- _Extracto seleccionado_
★ ★ ★ ★ ★

Con una economía que estaba logrando avances en materia de empleo, control de la inflación y déficit fiscal, impulsada por las exportaciones no-tradicionales y las grandes obras públicas del período (represas de Salto Grande y Palmar; puentes internacionales y rutas nacionales), más el “boom” de la construcción urbana que generó miles de puestos en el sector privado hacia fines de esa década, el momento parecía inmejorable para legitimar al régimen con una Reforma de la Constitución.
De esta manera, las autoridades fijaron el último domingo de noviembre de 1980 como la fecha del Plebiscito donde los uruguayos (los ciudadanos no proscriptos) podrían votar por SÍ o NO a la reforma. ¿Qué proponían los militares y sus colaboradores? Un sistema que entonces se conocía como “Democracia tutelada” (o restringida).

★ ★ ★ ★ ★

Registros de una fuente de datos
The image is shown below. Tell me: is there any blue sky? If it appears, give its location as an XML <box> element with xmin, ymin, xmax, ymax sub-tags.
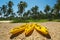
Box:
<box><xmin>0</xmin><ymin>0</ymin><xmax>57</xmax><ymax>12</ymax></box>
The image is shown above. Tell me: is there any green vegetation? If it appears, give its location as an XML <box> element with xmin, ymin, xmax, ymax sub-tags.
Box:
<box><xmin>0</xmin><ymin>0</ymin><xmax>60</xmax><ymax>22</ymax></box>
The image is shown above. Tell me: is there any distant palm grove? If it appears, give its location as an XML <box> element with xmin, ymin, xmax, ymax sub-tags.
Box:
<box><xmin>0</xmin><ymin>0</ymin><xmax>60</xmax><ymax>20</ymax></box>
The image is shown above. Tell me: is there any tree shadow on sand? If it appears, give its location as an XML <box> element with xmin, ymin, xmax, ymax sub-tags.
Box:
<box><xmin>25</xmin><ymin>29</ymin><xmax>34</xmax><ymax>37</ymax></box>
<box><xmin>36</xmin><ymin>30</ymin><xmax>51</xmax><ymax>39</ymax></box>
<box><xmin>10</xmin><ymin>31</ymin><xmax>24</xmax><ymax>39</ymax></box>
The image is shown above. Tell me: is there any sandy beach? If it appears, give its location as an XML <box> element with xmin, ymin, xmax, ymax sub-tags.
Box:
<box><xmin>0</xmin><ymin>22</ymin><xmax>60</xmax><ymax>40</ymax></box>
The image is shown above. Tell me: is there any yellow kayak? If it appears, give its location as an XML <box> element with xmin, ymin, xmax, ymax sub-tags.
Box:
<box><xmin>10</xmin><ymin>24</ymin><xmax>26</xmax><ymax>34</ymax></box>
<box><xmin>35</xmin><ymin>24</ymin><xmax>48</xmax><ymax>35</ymax></box>
<box><xmin>25</xmin><ymin>24</ymin><xmax>34</xmax><ymax>36</ymax></box>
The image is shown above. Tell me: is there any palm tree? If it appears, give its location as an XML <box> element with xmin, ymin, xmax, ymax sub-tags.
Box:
<box><xmin>0</xmin><ymin>7</ymin><xmax>1</xmax><ymax>15</ymax></box>
<box><xmin>17</xmin><ymin>1</ymin><xmax>27</xmax><ymax>15</ymax></box>
<box><xmin>54</xmin><ymin>0</ymin><xmax>60</xmax><ymax>17</ymax></box>
<box><xmin>1</xmin><ymin>5</ymin><xmax>7</xmax><ymax>16</ymax></box>
<box><xmin>7</xmin><ymin>1</ymin><xmax>14</xmax><ymax>16</ymax></box>
<box><xmin>44</xmin><ymin>5</ymin><xmax>50</xmax><ymax>17</ymax></box>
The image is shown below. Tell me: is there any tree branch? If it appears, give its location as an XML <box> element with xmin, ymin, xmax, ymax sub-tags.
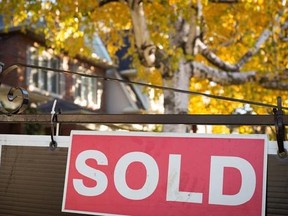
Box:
<box><xmin>196</xmin><ymin>1</ymin><xmax>285</xmax><ymax>72</ymax></box>
<box><xmin>190</xmin><ymin>61</ymin><xmax>256</xmax><ymax>85</ymax></box>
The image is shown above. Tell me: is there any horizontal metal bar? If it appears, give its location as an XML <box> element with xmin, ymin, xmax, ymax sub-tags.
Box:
<box><xmin>0</xmin><ymin>114</ymin><xmax>288</xmax><ymax>125</ymax></box>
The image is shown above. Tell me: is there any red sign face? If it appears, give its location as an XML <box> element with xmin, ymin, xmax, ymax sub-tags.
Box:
<box><xmin>62</xmin><ymin>132</ymin><xmax>267</xmax><ymax>216</ymax></box>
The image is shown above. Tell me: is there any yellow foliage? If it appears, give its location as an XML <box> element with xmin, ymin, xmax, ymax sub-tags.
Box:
<box><xmin>0</xmin><ymin>0</ymin><xmax>288</xmax><ymax>133</ymax></box>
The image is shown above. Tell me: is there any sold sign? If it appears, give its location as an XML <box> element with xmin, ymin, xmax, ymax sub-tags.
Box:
<box><xmin>62</xmin><ymin>131</ymin><xmax>267</xmax><ymax>216</ymax></box>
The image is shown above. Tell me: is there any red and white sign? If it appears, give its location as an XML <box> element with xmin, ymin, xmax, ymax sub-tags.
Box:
<box><xmin>62</xmin><ymin>131</ymin><xmax>267</xmax><ymax>216</ymax></box>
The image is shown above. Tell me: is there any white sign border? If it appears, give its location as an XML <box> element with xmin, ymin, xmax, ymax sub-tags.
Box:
<box><xmin>62</xmin><ymin>130</ymin><xmax>268</xmax><ymax>216</ymax></box>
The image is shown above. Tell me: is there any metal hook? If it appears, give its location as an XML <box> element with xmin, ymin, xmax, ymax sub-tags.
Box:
<box><xmin>273</xmin><ymin>96</ymin><xmax>287</xmax><ymax>158</ymax></box>
<box><xmin>49</xmin><ymin>99</ymin><xmax>58</xmax><ymax>151</ymax></box>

★ ★ ★ ★ ★

- _Ejercicios propuestos_
A - Reproduzca textualmente los registros desde la línea que contiene "any red and" hasta el final de los mismos, incluida dicha línea.
B - Prosiga el texto sobre el plebiscito de 1980 para reformar la Constitución uruguaya a partir de su última oración.

- _Resultados del ejercicio_
A -
The image is shown above. Tell me: is there any red and white sign? If it appears, give its location as an XML <box> element with xmin, ymin, xmax, ymax sub-tags.
Box:
<box><xmin>62</xmin><ymin>131</ymin><xmax>267</xmax><ymax>216</ymax></box>
The image is shown above. Tell me: is there any white sign border? If it appears, give its location as an XML <box> element with xmin, ymin, xmax, ymax sub-tags.
Box:
<box><xmin>62</xmin><ymin>130</ymin><xmax>268</xmax><ymax>216</ymax></box>
The image is shown above. Tell me: is there any metal hook? If it appears, give its location as an XML <box> element with xmin, ymin, xmax, ymax sub-tags.
Box:
<box><xmin>273</xmin><ymin>96</ymin><xmax>287</xmax><ymax>158</ymax></box>
<box><xmin>49</xmin><ymin>99</ymin><xmax>58</xmax><ymax>151</ymax></box>

B -
Habría elecciones cada 5 años, pero sólo entre los partidos y candidatos habilitados por el régimen. Se permitían los lemas “tradicionales” y se prohibían aquellos grupos de ideología “marxista-leninista”. Es decir, el Partido Colorado, el P. Nacional y la Unión Cívica. Todos los partidos integrantes del lema Frente Amplio y sus referentes, seguirían proscriptos (su candidato presidencial de 1971, el Gral. Líber Seregni estaba preso). Tampoco podían ser candidatos aquellos políticos que se habían opuesto y denunciado (antes de 1973) al ascenso de los militares: Wilson Ferreira y Carlos Julio Pereyra y otros dirigentes del 71, entre los blancos; Jorge Batlle, Amílcar Vasconcellos y Manuel Flores Mora, en filas de los colorados.
En lo institucional, se mantendría el mencionado Ministerio de Justicia, que controlaba la designación de los jueces en todo el país, y las decisiones de los tribunales, incluida la ahora llamada “Corte de Justicia”. Se eliminaba así la independencia y la separación de los tres Poderes del Estado, piedra angular del edificio republicano.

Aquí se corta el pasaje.